## Texte cité
····················

Larbi Chouikha, politologue tunisien, à "Liberté"
Publié dans Liberté le 06 - 10 - 2019

Les élections législatives, estime le politologue Larbi Chouikha, vont confirmer la tendance de désaffection des électeurs vis-à-vis de la classe politique traditionnelle. Pour lui, ce scrutin va favoriser l'émergence de nouvelles sensibilités politiques.
Liberté : Les Tunisiens sont appelés à l'urne demain pour élire leurs députés. Quels sont les enjeux de ces élections législatives ?
Larbi Chouikha : Ils sont d'abord d'ordre politique. Ces élections législatives tendent à reconfigurer le paysage politique en Tunisie, à l'image de ce qu'on a déjà connu lors du premier tour de l'élection présidentielle. L'on va assister probablement à l'apparition de nouvelles figures et de nouveaux blocs parlementaires mais toute la question est de savoir : quel sera le futur rapport de force entre ces blocs et ces nouveaux élus ? Autrement dit, seront-ils capables de constituer une majorité parlementaire ? Il y a aussi des enjeux liés à des ambitions personnelles. Plusieurs candidats semblent davantage être motivés par les profits matériels et/ou financiers liés à la fonction.
Pour d'autres, à l'instar de certains hommes d'affaires peu scrupuleux, la quête d'une immunité parlementaire durant la durée de leur mandat constitue pour eux leur principal, si ce n'est, leur seul souci. Nous voyons donc que les enjeux sont multiples et variés, collectifs ou individuels. D'ailleurs, dans cette compétition électorale très ouverte, le but recherché par certains candidats à la députation se limite à l'obtention d'avantages matériels et sont de nature attachés à l'exercice d'un mandat électoral, ainsi qu'à l'accès à l'immunité parlementaire. C'est bien plus une logique de prébende que la défense d'une cause et/ou d'un projet sociétal qui explique l'engagement électoral pour certains.
Toutefois, le plus préoccupant, c'est ce qu'il en sortira de l'issue de ces élections ? Nous pouvons voir émerger, soit une force ou un bloc parlementaire dominant à même de pouvoir s'ériger sur une majorité parlementaire confortable et par la suite, de permettre à un gouvernement cohérent de voir le jour (?), soit à un émiettement et un foisonnement de petits groupes. Et dans ce cas précisément, la question de pouvoir dégager une majorité parlementaire cohérente et stable se posera avec acuité. Le risque de re-convoquer les électeurs pour une législative anticipée dans trois mois peut logiquement se produire si aucune majorité parlementaire n'a pu se dégager.
Ce risque m'inquiète sérieusement au regard de la physionomie des candidats en lice à ces élections. Le scrutin demeure donc marqué par des incertitudes et des imprévisibilités. Celui-ci peut déboucher soit sur une recomposition du paysage politique avec l'émergence de nouvelles élites politiques totalement différentes de celles qui ont été promues juste après le 14 janvier 2011, ou soit sur une fragmentation, voire un émiettement autour des intérêts particularistes avec le risque pesant d'une instabilité politique.

····················

(Annotations de contours)
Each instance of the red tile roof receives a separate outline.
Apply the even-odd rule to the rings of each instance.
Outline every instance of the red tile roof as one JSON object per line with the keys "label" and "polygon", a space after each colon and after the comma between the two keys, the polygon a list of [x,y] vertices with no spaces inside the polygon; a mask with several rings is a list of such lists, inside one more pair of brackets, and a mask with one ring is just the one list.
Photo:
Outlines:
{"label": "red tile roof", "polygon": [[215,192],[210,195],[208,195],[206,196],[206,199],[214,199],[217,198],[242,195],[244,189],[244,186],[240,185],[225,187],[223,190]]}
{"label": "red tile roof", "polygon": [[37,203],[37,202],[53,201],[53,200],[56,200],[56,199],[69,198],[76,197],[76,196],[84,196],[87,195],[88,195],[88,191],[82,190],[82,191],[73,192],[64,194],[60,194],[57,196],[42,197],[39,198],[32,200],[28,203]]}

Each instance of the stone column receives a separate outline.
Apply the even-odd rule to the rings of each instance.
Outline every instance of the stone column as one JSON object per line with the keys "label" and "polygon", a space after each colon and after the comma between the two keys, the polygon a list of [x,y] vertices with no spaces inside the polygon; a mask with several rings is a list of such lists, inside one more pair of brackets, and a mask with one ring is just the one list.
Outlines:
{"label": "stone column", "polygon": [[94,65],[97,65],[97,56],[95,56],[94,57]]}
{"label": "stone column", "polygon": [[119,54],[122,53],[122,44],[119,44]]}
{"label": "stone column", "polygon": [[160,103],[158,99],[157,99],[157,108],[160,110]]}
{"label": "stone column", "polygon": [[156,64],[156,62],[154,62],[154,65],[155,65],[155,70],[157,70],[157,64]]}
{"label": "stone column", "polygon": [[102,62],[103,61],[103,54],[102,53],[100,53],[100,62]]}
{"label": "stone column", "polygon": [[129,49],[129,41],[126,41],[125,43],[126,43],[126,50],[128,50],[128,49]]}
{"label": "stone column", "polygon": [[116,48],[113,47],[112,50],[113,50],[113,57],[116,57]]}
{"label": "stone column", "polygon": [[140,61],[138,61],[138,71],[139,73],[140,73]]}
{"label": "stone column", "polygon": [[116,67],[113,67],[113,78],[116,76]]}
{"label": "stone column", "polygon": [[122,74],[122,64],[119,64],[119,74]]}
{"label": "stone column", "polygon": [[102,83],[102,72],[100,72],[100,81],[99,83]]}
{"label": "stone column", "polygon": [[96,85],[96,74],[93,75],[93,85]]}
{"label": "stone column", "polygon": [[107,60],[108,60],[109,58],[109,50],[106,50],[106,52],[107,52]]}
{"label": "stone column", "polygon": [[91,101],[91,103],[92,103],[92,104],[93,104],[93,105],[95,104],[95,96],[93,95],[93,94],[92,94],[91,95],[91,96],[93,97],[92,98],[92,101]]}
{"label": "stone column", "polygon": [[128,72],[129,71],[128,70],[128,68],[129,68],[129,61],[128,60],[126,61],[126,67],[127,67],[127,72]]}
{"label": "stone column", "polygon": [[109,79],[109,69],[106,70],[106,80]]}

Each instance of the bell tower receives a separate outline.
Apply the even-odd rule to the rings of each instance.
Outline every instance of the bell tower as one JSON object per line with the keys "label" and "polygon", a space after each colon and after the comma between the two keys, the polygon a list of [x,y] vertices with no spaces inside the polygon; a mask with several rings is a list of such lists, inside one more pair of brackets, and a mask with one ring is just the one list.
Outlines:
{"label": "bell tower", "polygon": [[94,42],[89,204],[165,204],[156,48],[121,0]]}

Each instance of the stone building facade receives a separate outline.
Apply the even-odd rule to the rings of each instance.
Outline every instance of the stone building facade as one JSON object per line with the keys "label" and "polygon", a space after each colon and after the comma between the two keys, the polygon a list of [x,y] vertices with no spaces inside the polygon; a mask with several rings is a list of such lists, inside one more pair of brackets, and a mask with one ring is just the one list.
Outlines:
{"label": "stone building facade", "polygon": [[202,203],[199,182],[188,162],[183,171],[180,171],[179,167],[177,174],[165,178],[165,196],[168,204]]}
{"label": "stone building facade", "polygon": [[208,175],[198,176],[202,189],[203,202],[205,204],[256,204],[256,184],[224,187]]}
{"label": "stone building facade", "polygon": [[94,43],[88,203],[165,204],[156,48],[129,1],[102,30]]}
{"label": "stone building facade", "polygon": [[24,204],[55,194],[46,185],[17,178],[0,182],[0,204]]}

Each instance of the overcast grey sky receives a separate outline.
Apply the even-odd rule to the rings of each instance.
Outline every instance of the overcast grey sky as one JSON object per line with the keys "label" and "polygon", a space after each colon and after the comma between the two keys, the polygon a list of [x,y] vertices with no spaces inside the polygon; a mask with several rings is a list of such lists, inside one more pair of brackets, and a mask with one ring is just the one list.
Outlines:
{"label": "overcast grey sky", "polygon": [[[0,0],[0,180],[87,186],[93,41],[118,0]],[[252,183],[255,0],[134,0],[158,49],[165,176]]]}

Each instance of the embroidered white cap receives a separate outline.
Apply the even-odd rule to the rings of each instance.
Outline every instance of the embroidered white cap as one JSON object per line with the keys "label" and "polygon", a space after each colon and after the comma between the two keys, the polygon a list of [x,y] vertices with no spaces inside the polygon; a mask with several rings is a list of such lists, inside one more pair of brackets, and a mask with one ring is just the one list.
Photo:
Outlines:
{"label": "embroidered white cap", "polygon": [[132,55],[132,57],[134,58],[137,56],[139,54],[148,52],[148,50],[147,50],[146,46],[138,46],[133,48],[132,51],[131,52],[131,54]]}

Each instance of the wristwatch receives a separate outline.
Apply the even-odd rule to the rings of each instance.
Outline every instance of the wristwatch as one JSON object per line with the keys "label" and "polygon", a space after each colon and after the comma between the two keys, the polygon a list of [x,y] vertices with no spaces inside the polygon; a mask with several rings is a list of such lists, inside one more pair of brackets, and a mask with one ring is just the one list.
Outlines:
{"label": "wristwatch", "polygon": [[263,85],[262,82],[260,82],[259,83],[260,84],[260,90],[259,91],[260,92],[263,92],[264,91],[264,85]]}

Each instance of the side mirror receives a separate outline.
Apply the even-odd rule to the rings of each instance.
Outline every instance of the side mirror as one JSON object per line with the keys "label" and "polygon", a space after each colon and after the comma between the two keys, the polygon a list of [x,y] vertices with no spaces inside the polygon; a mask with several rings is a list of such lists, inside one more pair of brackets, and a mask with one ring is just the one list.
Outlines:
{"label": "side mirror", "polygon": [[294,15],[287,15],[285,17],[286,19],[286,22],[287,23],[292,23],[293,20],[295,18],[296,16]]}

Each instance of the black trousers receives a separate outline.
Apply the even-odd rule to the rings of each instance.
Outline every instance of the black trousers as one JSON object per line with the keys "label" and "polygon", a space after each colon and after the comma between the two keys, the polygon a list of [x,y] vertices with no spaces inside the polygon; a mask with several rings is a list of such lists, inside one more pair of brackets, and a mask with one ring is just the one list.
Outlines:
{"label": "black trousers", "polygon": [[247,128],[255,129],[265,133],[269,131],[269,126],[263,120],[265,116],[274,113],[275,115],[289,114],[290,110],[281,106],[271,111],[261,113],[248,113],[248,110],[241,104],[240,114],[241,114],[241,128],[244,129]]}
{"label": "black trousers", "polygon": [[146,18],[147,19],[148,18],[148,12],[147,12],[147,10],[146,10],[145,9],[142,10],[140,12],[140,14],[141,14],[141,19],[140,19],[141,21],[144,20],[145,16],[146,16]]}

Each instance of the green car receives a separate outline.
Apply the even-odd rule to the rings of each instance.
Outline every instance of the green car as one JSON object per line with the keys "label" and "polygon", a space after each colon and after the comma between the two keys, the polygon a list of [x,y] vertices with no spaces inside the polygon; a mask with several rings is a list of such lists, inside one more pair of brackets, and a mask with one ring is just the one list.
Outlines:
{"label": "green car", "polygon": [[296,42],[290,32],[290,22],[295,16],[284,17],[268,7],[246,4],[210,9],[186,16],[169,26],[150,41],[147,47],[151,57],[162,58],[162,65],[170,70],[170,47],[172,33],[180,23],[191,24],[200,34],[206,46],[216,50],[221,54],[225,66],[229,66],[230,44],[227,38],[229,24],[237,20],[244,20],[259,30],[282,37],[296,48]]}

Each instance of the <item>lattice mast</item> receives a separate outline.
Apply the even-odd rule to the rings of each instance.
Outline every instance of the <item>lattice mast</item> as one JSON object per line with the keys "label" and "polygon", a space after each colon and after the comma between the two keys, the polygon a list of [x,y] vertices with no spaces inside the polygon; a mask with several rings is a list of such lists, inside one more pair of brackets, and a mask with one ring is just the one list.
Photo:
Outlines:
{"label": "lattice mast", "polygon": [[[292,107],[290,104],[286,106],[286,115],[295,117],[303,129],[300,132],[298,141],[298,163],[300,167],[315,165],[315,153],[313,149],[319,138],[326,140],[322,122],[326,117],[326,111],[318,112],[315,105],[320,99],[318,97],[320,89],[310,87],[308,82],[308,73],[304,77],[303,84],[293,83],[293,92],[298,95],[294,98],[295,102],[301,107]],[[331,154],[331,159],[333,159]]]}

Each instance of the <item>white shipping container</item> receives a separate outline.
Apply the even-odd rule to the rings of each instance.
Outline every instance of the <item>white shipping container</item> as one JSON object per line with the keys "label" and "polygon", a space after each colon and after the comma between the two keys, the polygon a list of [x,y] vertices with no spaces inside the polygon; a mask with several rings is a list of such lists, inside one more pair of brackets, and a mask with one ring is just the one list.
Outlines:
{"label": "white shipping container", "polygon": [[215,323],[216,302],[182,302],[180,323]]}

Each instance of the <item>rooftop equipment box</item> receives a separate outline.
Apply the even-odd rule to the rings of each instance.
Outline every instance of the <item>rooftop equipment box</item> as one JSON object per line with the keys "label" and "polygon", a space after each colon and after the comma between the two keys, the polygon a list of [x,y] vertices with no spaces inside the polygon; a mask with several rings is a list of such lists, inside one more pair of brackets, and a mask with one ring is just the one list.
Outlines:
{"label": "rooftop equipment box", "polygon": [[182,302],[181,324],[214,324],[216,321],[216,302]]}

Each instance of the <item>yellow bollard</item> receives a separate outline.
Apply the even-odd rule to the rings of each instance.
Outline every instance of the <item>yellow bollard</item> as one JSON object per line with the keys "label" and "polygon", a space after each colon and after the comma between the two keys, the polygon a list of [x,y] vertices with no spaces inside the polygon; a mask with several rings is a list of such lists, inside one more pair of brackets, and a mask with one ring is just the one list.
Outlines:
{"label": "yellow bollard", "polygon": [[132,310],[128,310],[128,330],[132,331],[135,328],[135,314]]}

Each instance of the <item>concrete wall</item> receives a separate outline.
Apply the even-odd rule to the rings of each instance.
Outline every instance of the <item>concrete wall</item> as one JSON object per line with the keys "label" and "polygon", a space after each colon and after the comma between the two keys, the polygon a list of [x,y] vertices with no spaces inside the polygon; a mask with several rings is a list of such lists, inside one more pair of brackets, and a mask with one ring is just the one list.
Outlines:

····················

## Consignes
[a] Répondez à ces questions sur l'entretien consacré aux législatives tunisiennes :
(i) Selon l'introduction, quelle tendance ces élections vont-elles confirmer ?
(ii) Que constitue, pour certains hommes d'affaires peu scrupuleux, leur principal souci ?
(iii) Dans quel délai les électeurs pourraient-ils être re-convoqués si aucune majorité parlementaire ne se dégage ?
[b] Prolongez l'entretien sur les législatives tunisiennes après sa dernière phrase.

## Réponses
[a]
(i) La désaffection des électeurs vis-à-vis de la classe politique traditionnelle.
(ii) La quête d'une immunité parlementaire durant la durée de leur mandat.
(iii) Dans trois mois.

[b]
Ce scrutin intervient dans un contexte particulier. Les élections se déroulent entre les deux tours de l'élection présidentielle. Quel impact pourra avoir ce contexte sur les résultats ?
Ces élections législatives qui interviennent entre les deux tours de l'élection présidentielle seront à mon sens largement conditionnées par les résultats du premier tour de la présidentielle. Les résultats obtenus au premier tour du scrutin présidentiel ont surpris beaucoup de Tunisiens. Je pense que nous allons vraisemblablement connaître la même configuration observée au premier tour de la présidentielle.
À l'instar de ce que nous avons connu à la dernière présidentielle, il est très probable que les listes des candidats qui occuperont les premiers rangs ne proviendraient pas des partis traditionnels qui occupent la scène politique depuis 2011. Je pense que la tendance va vers une mutation politique avec l'avènement de nouvelles sensibilités, de nouveaux courants politiques, de nouveaux profils de candidats totalement différents de ce que nous avions connus depuis le déclenchement de la "Révolution".
Mais toute la question étant de savoir si ces nouvelles figures et "forces" politiques pourront s'entendre pour dégager ensemble une majorité parlementaire confortable. Sont-elles porteuses de projets novateurs, pragmatiques et réalistes et surtout, sont-elles en mesure de convenir ensemble sur un gouvernement cohérent, formé de compétences qui connaissent déjà les dossiers, en conscience des risques qui découlent de la fragilité du processus politique en cours, sont-elles en mesure de rétablir la confiance entre les gouvernants et les gouvernés et qui maîtrisent les règles de la "bonne gouvernance" ?
Pensez-vous, dans ce contexte, que le taux de participation faible aux élections de 2014 risque de se répéter ?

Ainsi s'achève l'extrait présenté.